Thalassemia minor occurs if you receive the defective gene from only one parent. So, You must inherit the defective gene from both parents to develop thalassemia major. Thalassemias affect both males and females. Kids who have with different forms of thalassemia disease have different kinds of health problems.
Sign and Symptom of Thalassemia disease :
Many families have thalassemia carriers, but the trait often goes undiagnosed because it produces no or few symptoms. The signs and symptoms of thalassemia disease depend on the type and severity of thalassemia it self. The most severe form of alpha thalassemia major causes stillbirth (death of the unborn baby during birth or the late stages of pregnancy).
In the children who were born with thalessemia major (Cooley's anemia) ussually normal at birth, but develop severe anemia during the first year of life. Some people who have only one affected hemoglobin gene don't experience any thalassemia symptoms.
Generally, Signs and symptoms of thalassemia including weakness, fatigue, pale appearance, facial bone deformities, yellow discoloration of skin (jaundice), Shortness of breath, irritability, abdominal swelling, slow growth, and dark urine.
Potential Complication of Thalassemia Disease :
Untreated thalassemia major leads to liver problems and heart disease such as congestive heart failure and abnormal heart rhythms (arrhythmias), and also makes a person more likely to develop infections. The other most common complication in the cases of severe thalassemia disease are ;
- Enlarged spleen (splenomegaly), Thalassemia is often accompanied by the destruction of a large number of red blood cells, it will make the spleen work harder than normal, and finally causing it to enlarge (Splenomegaly). The spleen helps our body fight infection and filter unwanted material, such as old or damaged blood cells. If the spleen grows too big, it may need to be removed.
- Bone deformities, Patient with thalassemia disease may their bone marrow become expand and it causing bones to widen. This condition make an abnormal bone structure, especially in their face and skull. Bone marrow expansion also makes bones thin and brittle, increasing the chance of broken bones.
- Slowed growth rates, Patient with anemia problem can cause a child's growth to slow. Puberty also may be delayed in children with thalassemia.
Exams, Test and Diagnosis of Thalassemia Disease :
A physical examination may reveal a swollen (enlarged) spleen. The doctors will put diagnose of thalassemias disease using blood tests. She/He will order to get and send a blood sample to the laboratory for examination.
- A complete blood count (CBC) reveals anemia.
- Red blood cells will appear small and abnormally shaped when looked at under a microscope.
- A test called hemoglobin electrophoresis shows the presence of an abnormal form of hemoglobin.

* USING THE INFORMATION
A. According to the thalassemia text, when do children born with thalassemia major usually develop severe anemia?
B. Repeat the part of the thalassemia text starting with "Generally, Signs and" and going on through "and dark urine.".
The records come from a separate source, not from the thalassemia text.

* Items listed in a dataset

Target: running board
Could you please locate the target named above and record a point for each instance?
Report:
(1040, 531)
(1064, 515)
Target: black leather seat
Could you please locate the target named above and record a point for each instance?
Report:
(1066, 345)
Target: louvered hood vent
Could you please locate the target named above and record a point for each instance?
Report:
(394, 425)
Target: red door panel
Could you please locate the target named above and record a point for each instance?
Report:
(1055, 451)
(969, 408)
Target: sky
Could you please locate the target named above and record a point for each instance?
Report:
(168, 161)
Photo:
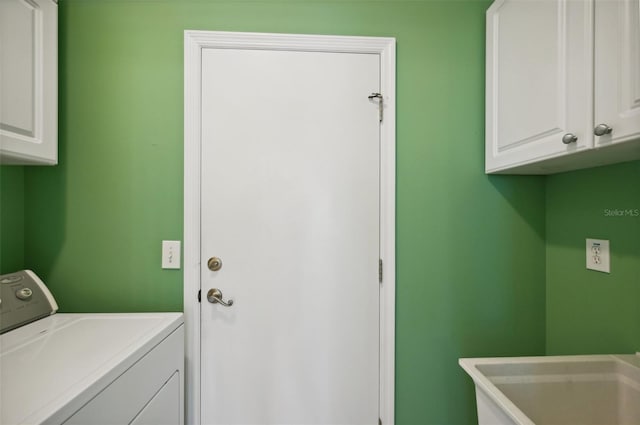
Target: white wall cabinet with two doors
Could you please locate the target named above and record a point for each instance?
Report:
(28, 82)
(562, 85)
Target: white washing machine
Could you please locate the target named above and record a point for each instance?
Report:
(84, 369)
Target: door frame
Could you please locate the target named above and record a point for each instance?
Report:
(194, 43)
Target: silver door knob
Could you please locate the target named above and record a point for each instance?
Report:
(569, 138)
(602, 129)
(214, 264)
(214, 296)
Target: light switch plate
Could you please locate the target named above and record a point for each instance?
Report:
(170, 254)
(598, 255)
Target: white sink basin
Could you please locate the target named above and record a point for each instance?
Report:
(558, 390)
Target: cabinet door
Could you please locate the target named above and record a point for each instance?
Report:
(538, 87)
(617, 69)
(28, 82)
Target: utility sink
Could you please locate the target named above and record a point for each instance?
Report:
(558, 390)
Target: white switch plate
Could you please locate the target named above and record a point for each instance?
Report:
(170, 254)
(598, 255)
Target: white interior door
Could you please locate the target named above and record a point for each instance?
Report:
(290, 202)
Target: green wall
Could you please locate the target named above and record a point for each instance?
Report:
(11, 218)
(589, 311)
(470, 248)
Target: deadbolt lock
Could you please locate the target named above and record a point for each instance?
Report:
(214, 264)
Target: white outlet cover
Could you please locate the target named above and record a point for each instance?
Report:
(170, 254)
(598, 257)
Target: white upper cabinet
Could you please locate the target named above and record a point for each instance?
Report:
(28, 82)
(617, 70)
(544, 97)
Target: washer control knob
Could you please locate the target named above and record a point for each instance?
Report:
(24, 294)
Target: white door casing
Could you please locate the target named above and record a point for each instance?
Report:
(221, 47)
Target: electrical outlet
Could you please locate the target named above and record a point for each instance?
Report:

* RESPONSES BY TASK
A. During the first year of life.

B.
Generally, Signs and symptoms of thalassemia including weakness, fatigue, pale appearance, facial bone deformities, yellow discoloration of skin (jaundice), Shortness of breath, irritability, abdominal swelling, slow growth, and dark urine.